= EXERCISE DATA =
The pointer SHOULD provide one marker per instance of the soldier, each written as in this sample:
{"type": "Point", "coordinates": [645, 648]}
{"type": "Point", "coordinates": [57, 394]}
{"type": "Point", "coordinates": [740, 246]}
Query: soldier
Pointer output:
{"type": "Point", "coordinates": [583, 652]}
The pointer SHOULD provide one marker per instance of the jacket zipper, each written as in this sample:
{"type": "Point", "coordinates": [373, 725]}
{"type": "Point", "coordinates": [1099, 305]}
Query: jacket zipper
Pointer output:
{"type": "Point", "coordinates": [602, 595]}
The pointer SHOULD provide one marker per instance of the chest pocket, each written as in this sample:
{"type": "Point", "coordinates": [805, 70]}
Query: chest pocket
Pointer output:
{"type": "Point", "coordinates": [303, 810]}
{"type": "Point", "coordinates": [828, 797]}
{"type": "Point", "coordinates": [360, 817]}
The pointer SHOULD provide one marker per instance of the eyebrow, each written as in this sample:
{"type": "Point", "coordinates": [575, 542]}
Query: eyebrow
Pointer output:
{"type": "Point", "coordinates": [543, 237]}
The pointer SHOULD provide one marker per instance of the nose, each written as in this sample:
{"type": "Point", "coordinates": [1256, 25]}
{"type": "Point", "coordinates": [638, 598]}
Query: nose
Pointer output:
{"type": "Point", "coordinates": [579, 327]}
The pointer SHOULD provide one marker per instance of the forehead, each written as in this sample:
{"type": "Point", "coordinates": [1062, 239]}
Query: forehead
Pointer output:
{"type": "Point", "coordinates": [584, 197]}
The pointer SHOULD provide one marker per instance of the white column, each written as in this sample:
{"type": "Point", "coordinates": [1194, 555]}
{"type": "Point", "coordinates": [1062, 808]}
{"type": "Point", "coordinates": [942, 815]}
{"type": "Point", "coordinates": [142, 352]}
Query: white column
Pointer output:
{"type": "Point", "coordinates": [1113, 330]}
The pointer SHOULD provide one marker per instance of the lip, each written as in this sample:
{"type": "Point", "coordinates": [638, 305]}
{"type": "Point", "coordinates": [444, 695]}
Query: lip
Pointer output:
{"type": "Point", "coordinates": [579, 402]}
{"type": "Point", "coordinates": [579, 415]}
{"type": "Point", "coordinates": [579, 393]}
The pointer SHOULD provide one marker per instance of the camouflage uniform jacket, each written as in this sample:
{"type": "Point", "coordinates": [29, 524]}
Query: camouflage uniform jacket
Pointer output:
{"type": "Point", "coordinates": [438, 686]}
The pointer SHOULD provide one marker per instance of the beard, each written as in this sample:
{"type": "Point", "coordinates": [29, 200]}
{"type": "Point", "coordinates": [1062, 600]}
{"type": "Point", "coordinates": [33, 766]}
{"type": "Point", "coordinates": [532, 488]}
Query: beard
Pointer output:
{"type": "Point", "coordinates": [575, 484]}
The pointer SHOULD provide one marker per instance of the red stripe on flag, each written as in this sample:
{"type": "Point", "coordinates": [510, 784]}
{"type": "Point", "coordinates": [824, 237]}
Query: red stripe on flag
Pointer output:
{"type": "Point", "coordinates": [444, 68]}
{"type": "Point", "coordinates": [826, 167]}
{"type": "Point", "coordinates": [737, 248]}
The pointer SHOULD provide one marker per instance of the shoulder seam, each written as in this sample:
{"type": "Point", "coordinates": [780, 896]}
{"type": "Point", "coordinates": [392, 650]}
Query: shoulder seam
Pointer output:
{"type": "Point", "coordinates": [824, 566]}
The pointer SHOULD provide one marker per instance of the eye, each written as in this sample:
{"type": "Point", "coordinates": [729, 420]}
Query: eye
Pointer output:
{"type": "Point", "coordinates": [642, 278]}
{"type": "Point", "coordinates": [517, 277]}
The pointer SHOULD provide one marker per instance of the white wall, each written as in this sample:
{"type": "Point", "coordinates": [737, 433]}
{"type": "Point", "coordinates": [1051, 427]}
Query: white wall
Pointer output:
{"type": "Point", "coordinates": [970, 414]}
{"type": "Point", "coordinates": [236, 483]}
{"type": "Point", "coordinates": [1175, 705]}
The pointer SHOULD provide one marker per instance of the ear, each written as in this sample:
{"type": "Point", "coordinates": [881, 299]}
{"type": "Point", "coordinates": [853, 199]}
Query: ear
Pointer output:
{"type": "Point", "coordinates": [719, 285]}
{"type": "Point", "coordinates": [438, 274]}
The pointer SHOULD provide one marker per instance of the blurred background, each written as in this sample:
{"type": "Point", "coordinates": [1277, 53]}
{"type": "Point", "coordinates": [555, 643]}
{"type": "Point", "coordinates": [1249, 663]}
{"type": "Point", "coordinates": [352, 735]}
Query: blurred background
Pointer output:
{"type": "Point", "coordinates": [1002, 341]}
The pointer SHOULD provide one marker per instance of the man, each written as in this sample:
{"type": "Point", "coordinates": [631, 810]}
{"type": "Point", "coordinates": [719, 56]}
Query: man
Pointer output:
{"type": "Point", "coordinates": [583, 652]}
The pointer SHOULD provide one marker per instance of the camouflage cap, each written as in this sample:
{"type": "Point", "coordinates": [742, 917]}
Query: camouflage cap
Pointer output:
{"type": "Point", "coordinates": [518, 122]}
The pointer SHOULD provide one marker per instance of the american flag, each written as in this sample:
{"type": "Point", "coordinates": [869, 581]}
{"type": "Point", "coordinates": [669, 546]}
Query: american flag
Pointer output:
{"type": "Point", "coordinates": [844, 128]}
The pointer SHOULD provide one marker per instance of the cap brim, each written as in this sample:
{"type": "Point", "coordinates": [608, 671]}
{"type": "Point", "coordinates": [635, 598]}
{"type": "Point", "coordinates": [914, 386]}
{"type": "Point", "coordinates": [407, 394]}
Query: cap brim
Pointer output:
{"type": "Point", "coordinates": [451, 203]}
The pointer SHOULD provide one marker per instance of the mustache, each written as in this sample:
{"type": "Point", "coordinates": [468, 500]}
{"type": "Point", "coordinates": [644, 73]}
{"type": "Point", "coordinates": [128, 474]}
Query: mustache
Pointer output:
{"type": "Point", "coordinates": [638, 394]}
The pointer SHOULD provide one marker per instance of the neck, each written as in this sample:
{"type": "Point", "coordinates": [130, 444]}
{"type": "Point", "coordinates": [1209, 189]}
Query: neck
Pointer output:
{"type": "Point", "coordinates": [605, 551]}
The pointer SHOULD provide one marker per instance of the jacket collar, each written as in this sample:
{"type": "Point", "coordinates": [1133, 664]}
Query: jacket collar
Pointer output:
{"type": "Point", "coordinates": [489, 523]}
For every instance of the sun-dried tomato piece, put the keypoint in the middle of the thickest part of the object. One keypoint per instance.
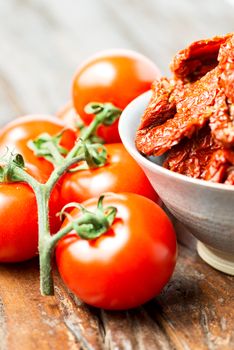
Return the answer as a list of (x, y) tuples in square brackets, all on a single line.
[(222, 120), (226, 66), (191, 156), (197, 59), (162, 105), (193, 105), (219, 163)]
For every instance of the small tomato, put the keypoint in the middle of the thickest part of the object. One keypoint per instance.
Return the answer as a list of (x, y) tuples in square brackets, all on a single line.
[(126, 266)]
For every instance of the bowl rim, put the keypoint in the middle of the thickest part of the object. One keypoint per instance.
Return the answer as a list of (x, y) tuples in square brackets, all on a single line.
[(124, 124)]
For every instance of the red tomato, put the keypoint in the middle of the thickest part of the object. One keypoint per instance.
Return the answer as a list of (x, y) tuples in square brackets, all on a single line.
[(19, 223), (126, 266), (116, 76), (120, 174), (17, 133)]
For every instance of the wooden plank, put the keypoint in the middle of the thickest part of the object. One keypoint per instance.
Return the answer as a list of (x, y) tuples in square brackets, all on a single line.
[(42, 42), (195, 311)]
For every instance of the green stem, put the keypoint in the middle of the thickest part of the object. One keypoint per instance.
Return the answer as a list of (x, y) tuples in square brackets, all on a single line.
[(91, 129), (45, 248), (57, 157), (105, 113)]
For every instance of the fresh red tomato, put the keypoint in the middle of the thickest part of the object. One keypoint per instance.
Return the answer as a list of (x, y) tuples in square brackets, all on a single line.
[(129, 264), (19, 222), (17, 133), (68, 116), (120, 174), (116, 76)]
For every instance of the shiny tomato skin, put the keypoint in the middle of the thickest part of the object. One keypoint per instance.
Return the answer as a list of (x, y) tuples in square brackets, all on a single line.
[(129, 264), (19, 222), (68, 116), (117, 76), (120, 174), (17, 133)]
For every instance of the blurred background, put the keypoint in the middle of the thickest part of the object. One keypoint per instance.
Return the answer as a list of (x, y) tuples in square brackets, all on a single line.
[(43, 41)]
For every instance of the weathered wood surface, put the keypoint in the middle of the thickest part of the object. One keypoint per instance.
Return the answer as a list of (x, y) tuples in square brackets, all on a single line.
[(41, 43), (195, 311)]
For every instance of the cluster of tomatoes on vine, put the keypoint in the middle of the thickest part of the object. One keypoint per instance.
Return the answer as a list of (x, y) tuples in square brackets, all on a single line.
[(121, 248)]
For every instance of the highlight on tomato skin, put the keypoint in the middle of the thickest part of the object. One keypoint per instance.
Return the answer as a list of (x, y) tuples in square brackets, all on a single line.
[(129, 264), (120, 174), (116, 76)]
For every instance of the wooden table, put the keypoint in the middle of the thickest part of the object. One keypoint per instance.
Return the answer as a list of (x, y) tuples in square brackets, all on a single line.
[(41, 43)]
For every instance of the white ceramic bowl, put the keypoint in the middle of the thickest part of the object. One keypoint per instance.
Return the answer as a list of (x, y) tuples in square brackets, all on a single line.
[(205, 208)]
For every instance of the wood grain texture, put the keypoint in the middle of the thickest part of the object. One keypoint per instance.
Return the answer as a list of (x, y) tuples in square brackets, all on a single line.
[(194, 311), (41, 44)]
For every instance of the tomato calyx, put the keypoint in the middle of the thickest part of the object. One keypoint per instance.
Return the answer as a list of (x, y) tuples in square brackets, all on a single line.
[(105, 114), (91, 225), (12, 170), (8, 163), (49, 147)]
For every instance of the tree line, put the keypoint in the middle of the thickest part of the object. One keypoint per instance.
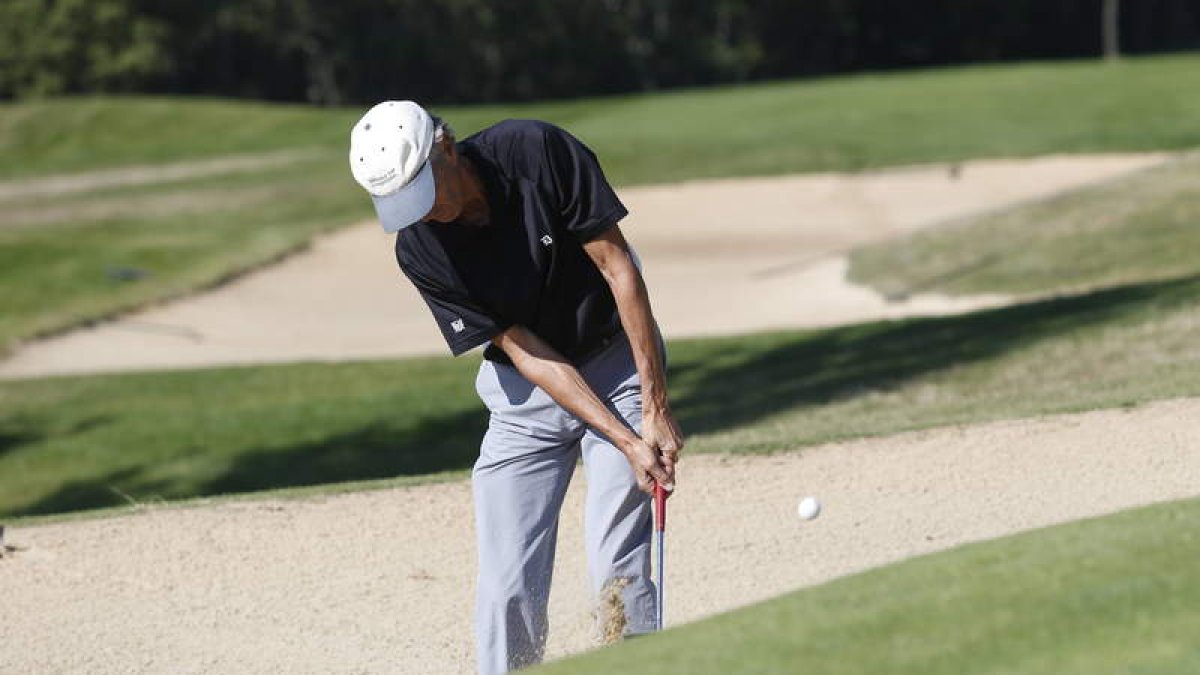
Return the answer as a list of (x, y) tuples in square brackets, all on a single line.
[(481, 51)]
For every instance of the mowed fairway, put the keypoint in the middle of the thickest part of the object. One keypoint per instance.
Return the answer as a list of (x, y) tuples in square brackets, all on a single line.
[(330, 525), (79, 248), (382, 581), (1113, 595)]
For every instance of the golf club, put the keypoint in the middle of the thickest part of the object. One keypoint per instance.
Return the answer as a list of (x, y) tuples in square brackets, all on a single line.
[(660, 524)]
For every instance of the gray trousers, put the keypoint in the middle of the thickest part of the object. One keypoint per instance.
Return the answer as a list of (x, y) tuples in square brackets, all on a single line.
[(525, 465)]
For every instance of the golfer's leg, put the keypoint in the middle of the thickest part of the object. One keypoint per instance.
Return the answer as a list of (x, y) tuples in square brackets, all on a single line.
[(525, 466), (618, 520)]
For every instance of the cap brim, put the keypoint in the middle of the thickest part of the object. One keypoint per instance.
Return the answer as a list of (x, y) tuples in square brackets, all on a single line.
[(408, 204)]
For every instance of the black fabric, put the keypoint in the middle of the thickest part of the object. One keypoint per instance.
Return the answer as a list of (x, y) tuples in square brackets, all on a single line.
[(528, 267)]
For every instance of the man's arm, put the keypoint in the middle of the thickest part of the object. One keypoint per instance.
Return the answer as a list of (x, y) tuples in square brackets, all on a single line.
[(540, 364), (611, 255)]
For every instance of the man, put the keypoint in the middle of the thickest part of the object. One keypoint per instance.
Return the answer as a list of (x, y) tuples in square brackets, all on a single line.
[(511, 238)]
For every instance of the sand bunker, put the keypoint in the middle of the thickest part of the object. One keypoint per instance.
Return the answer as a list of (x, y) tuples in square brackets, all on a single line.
[(382, 581), (721, 257)]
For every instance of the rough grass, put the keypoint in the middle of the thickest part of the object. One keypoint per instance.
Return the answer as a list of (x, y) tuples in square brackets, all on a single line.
[(66, 260), (85, 442), (1139, 227), (844, 123), (1110, 595)]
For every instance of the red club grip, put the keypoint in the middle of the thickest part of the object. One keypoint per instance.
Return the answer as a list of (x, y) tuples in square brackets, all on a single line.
[(660, 507)]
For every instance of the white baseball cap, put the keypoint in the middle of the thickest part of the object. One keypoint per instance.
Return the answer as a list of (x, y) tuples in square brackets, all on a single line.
[(390, 159)]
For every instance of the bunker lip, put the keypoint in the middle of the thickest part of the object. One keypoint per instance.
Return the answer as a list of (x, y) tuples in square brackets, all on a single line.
[(345, 299)]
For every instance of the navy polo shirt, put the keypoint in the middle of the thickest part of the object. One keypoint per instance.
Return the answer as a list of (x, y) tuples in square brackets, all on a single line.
[(547, 197)]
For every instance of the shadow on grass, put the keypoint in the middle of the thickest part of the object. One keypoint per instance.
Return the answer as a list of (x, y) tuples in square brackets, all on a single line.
[(717, 384), (431, 444), (720, 384)]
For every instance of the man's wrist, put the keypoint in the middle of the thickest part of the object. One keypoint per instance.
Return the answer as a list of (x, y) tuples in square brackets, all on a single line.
[(655, 406)]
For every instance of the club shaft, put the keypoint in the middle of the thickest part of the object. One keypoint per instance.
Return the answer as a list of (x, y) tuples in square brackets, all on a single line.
[(663, 592)]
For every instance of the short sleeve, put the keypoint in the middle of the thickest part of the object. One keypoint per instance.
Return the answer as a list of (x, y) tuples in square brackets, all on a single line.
[(586, 202), (463, 323)]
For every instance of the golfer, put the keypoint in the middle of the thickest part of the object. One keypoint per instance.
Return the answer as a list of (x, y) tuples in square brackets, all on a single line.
[(510, 236)]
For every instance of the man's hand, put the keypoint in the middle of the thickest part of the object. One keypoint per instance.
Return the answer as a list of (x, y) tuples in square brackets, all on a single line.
[(663, 435), (648, 465)]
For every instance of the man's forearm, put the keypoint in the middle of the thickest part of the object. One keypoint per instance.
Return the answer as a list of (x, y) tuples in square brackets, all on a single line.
[(634, 306), (540, 364)]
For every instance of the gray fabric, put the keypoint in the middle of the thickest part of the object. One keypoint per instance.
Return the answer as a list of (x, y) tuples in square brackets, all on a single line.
[(525, 466)]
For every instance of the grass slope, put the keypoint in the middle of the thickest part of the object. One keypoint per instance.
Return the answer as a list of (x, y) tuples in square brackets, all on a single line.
[(1145, 226), (71, 258), (844, 123), (1111, 595), (85, 442)]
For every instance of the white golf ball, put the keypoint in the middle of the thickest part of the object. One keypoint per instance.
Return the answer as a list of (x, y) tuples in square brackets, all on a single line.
[(809, 508)]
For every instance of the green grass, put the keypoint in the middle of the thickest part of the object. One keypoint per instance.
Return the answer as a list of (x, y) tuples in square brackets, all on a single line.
[(179, 238), (61, 257), (845, 123), (1111, 595), (1140, 227), (85, 442)]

= AIM =
Copy out the lines of the material from the line containing "For every instance of the sand" to the line containing "[(66, 260), (85, 442), (1139, 227), (844, 123), (1110, 595)]", including both of those lines and changing nothing.

= RESPONSE BELOW =
For every instance of the sand bunker, put the keypoint in the middle of the thickest part of the object. One keypoint per instance.
Return the answer as a list of (x, y) tuples in square brackets, all on a single line.
[(382, 581), (721, 257)]
For every instance of the rough grass, put the keypoint in the middle of the thickest part of the object. One keypoint per instance.
Return the answer as a list of (x, y) tuples in square brackets, all on a single line.
[(66, 260), (85, 442), (1139, 227), (844, 123), (1110, 595)]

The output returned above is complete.